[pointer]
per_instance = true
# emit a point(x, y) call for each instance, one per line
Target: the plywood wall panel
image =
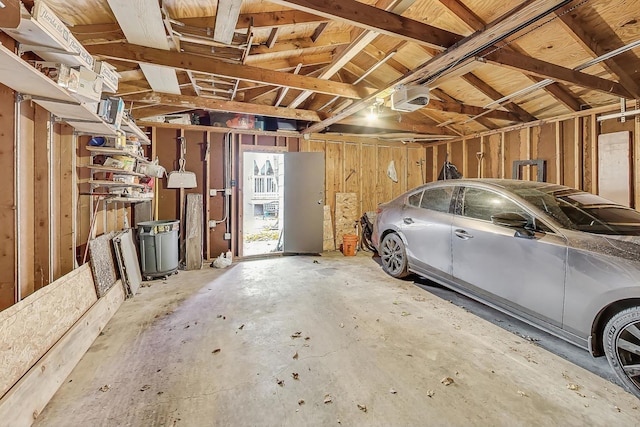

============

Restate all of the lines above with "plywood" swapped for "concrete" and nothing else altered. Leave the picture out of your answer.

# Task solution
[pointer]
per_instance = true
# emit a point(x, y) call for each instance, one per line
Target: the concrete wall panel
image =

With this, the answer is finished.